## Passage
<<<<
|
Boost Users : |
From: Pablo Aguilar (pablo.aguilar_at_[hidden])
Date: 2005-06-02 16:24:10
This sounds like a job for something like Spirit
(http://www.boost.org/libs/spirit/), rather than tokenizer...
When trying to implement this for tokenizer, you'll likely be duplicating
stuff already done for you by Spirit.
Pablo
"Dennis Jones" <djones_at_[hidden]> wrote in message
news:d7nr4q$mt3$1_at_sea.gmane.org...
> Hi,
>
> I'm using the tokenizer class to allow users of my program to concatenate
> fields of data into a resultant string, where each field can be a quoted
> string literal, or some pre-defined entity that gets substituted by the
> program at some point later. The + symbol is treated like a concatenation
> operator. For example, a user might enter a string like this (including
> the
> quotes):
>
> "hello," + " world"
>
> In this case, my program would concatenate the two string literals
> ("hello," and " world") together so that the result is "hello, world"
> (note
> that these quotes are not actually part of the result string). My basic
> tokenizer usage is below:
>
> // FieldSpec is the incoming string as entered by the
> // user, including quotes to denote string literals
> std::string str = FieldSpec.c_str();
>
> typedef boost::tokenizer<boost::char_separator<char> > tokenizer;
> boost::char_separator<char> fieldSeparator("+", "",
> boost::keep_empty_tokens);
> tokenizer fieldTokens(str, fieldSeparator);
> for ( tokenizer::iterator tok_iter = fieldTokens.begin();
> tok_iter != fieldTokens.end();
> ++tok_iter )
>>>>
## Given exercise 1
Output the part of the mailing-list post between "When trying to" and "news:d7nr4q$mt3$1_at_sea.gmane.org...", inclusive.

(Dataset excerpt)
<<<<
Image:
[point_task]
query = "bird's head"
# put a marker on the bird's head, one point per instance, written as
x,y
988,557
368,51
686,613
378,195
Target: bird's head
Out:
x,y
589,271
>>>>
## Given exercise 2
Rewrite the entries with "marker" replaced by "dot", leaving everything else unchanged.

## Written solution 1
When trying to implement this for tokenizer, you'll likely be duplicating
stuff already done for you by Spirit.
Pablo
"Dennis Jones" <djones_at_[hidden]> wrote in message
news:d7nr4q$mt3$1_at_sea.gmane.org...

## Written solution 2
Image:
[point_task]
query = "bird's head"
# put a dot on the bird's head, one point per instance, written as
x,y
988,557
368,51
686,613
378,195
Target: bird's head
Out:
x,y
589,271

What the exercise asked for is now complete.